━━━ PASSAGE

What it looks like: You know cannabis is making your anxiety worse, but you keep using. Your chronic cough is clearly related to smoking, but you continue. You have been told that cannabis is interacting poorly with your mental health, and you use anyway. This is not about ignorance. It is about continuing a behavior you already know is causing harm.
10. Tolerance
Clinical language: Tolerance, as defined by either a need for markedly increased amounts to achieve the desired effect, or a markedly diminished effect with continued use of the same amount.
What it looks like: The amount that used to get you high barely produces a buzz now. You have moved from flower to concentrates because flower stopped being strong enough. You have steadily increased your dose over months or years to chase the same effect. This is the most commonly experienced criterion among regular users. Research by Hirvonen and colleagues (2012, Molecular Psychiatry) documented the biological basis: chronic use causes CB1 receptor downregulation, meaning your brain literally has fewer receptors available for THC to activate.
11. Withdrawal
Clinical language: Withdrawal, as manifested by either the characteristic cannabis withdrawal syndrome, or cannabis is taken to relieve or avoid withdrawal symptoms.
What it looks like: When you go without cannabis for a day or more, you experience irritability, sleep disruption, decreased appetite, restlessness, anxiety, or physical discomfort. Or you keep using specifically to avoid those symptoms. A 2020 meta-analysis by Bahji and colleagues, published in JAMA Network Open, found that approximately 47% of regular cannabis users experience clinically significant withdrawal symptoms.[2] If you have ever felt noticeably worse after a day without cannabis and then felt better immediately after using, withdrawal is likely in play.
Severity Levels: Where Do You Fall?
The DSM-5 classifies CUD severity based on how many criteria you meet within a 12-month period.
Mild CUD (2-3 criteria). This is the entry level of the diagnosis. Many people with mild CUD experience tolerance and one or two other criteria, like using more than intended or wanting to cut down without success. Mild CUD does not mean your life is falling apart. It means a pattern has developed that is worth your attention.
Moderate CUD (4-5 criteria). At this level, cannabis use is causing problems across multiple areas of your life. You are likely experiencing both physical symptoms (tolerance, possibly withdrawal) and behavioral patterns (giving up activities, failing responsibilities, continued use despite problems). Moderate CUD typically benefits from some form of structured support, whether that is professional help, a guided break, or a deliberate change plan.
Severe CUD (6 or more criteria). Severe CUD indicates that cannabis use has become a dominant force in your daily life, affecting your health, relationships, responsibilities, and psychological well-being simultaneously. At this level, professional support is strongly recommended, and moderation is significantly less likely to be a successful strategy compared to a period of full abstinence.

━━━━━━
━━━ EXTRACTED MATERIAL

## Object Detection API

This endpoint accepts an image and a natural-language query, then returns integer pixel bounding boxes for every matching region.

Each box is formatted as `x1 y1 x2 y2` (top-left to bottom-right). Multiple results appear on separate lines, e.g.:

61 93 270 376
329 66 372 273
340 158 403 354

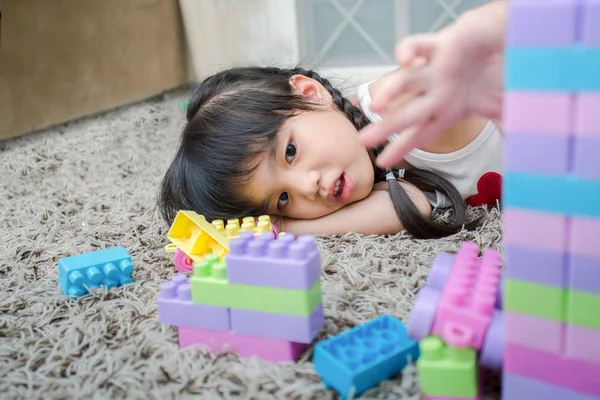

━━━━━━

→ WORK ORDER 1
Answer these questions using the passage on cannabis use disorder.
(a) According to the research by Hirvonen and colleagues, what does chronic use cause in the brain?
(b) What percentage of regular cannabis users experience clinically significant withdrawal symptoms, according to the 2020 meta-analysis?
(c) How many criteria must be met for severe CUD?
→ WORK ORDER 2
Resume the passage on cannabis use disorder, starting after its final sentence.

→ EXERCISE RESULT 1
(a) CB1 receptor downregulation, meaning the brain has fewer receptors available for THC to activate.
(b) Approximately 47%.
(c) 6 or more criteria.

→ EXERCISE RESULT 2
An Honest Self-Reflection Framework
This is not a diagnostic tool. Only a qualified professional can diagnose CUD. But you can use the following questions for honest self-assessment.
Read each question and sit with it before answering. The goal is not to label yourself. The goal is clarity.
Over the past 12 months, have you repeatedly used more cannabis than you planned to? Have you tried to cut back and found yourself unable to follow through? Is a significant portion of your day spent using, planning to use, or recovering from use? Do you experience strong urges to use that feel hard to ignore? Has your use caused you to miss work, underperform, or neglect responsibilities? Have relationships been strained or damaged by your cannabis use? Have you dropped activities you used to care about? Have you used in situations where it put your safety or others' safety at risk? Have you continued using despite knowing it was making a physical or psychological problem worse? Do you need more cannabis to achieve the same effect? Do you feel worse (irritable, unable to sleep, anxious, restless) when you go without it?
Count honestly. Two or more "yes" answers suggests it is worth exploring further, whether through self-directed change, reading more, or talking to someone qualified.
Why People Resist the Label
If you counted a few "yes" answers and immediately felt defensive, that is normal. There are real reasons people resist thinking of themselves as having a use disorder.
Cultural stigma. Despite progress, the word "disorder" still carries weight. It sounds clinical, permanent, and heavy. Many people hear "Cannabis Use Disorder" and translate it into the worst-case scenario, associating it with the most extreme end of substance use. But mild CUD is not the same as severe CUD, just as mild depression is not the same as severe depression. The spectrum exists for a reason.
Identity threat. If cannabis is part of your identity, your social circle, or your culture, a CUD diagnosis can feel like an attack on who you are. It is not. A diagnosis describes a pattern of behavior, not a permanent character trait. You are not your use pattern.
Minimization by peers. If everyone around you uses as much as you do, your use feels normal. The criteria above exist precisely because peer comparison is unreliable. "Everyone I know does this" is not a clinical benchmark.
Fear of what it means. Some people avoid the assessment because they are afraid of what the answer implies. If I have CUD, does that mean I have to quit? Does it mean I have been lying to myself? Does it mean all the good experiences I associate with cannabis were actually a problem? The answer to all three is: not necessarily. But ignoring information because you are afraid of it has never been a good strategy.
What a CUD Diagnosis Does and Does Not Mean
It does not mean you are weak. Dependence involves neurobiological changes, particularly CB1 receptor downregulation and alterations in dopamine signaling. Research by Volkow and colleagues, published in 2014 in the New England Journal of Medicine, established that approximately 9% of people who use cannabis develop dependence, and that this rate rises to roughly 17% for those who begin using as adolescents. These are not rates that reflect personal failure. They reflect biological variability in how brains respond to THC.
It does not mean you must quit forever. Some people with mild CUD can successfully transition to lower-risk use patterns after a period of abstinence and structured change. Others find that abstinence is the only approach that works for them. The diagnosis tells you where you are. What you do about it is a decision you make with full information.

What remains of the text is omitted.